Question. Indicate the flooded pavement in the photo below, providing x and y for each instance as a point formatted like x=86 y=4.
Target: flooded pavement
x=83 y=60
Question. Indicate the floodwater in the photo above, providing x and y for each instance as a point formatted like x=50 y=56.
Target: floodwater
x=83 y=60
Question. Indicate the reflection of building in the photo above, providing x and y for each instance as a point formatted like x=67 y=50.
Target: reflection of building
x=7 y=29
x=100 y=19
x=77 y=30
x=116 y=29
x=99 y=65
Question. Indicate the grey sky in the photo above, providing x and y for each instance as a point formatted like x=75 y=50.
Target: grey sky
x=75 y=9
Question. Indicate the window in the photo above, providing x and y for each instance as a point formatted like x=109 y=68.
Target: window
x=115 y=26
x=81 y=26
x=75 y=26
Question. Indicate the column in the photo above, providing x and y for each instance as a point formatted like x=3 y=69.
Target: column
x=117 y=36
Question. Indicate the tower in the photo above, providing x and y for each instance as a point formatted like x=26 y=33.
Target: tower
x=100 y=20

Written problem: Reproduce all of the records above verbatim, line for line, without changing anything.

Exercise solution:
Question. Indicate the flooded pavement in the photo below, providing x and y for each instance as a point formatted like x=86 y=4.
Target: flooded pavement
x=83 y=60
Question. Indicate the floodwater in the photo above, providing x and y for each instance as a point formatted like x=50 y=56.
Target: floodwater
x=83 y=60
Question. Indicate the reflection of building in the photo above, providing x and y for each instance as a point formatted like x=67 y=50.
Target: reflection of building
x=7 y=29
x=100 y=19
x=77 y=30
x=116 y=29
x=99 y=65
Question. Indicate the grey sky in the photo above, providing x and y for each instance as a point formatted like x=75 y=50.
Target: grey sky
x=75 y=9
Question. Indicate the window in the photo above, providing x and y for each instance as a point formatted like x=109 y=68.
Target: window
x=115 y=26
x=81 y=26
x=75 y=26
Question. Indicate the column in the photo above, providing x and y for each instance as a point formatted like x=3 y=69.
Target: column
x=117 y=36
Question. Indicate the tower in the photo above, providing x and y for each instance as a point formatted like x=26 y=33.
Target: tower
x=100 y=20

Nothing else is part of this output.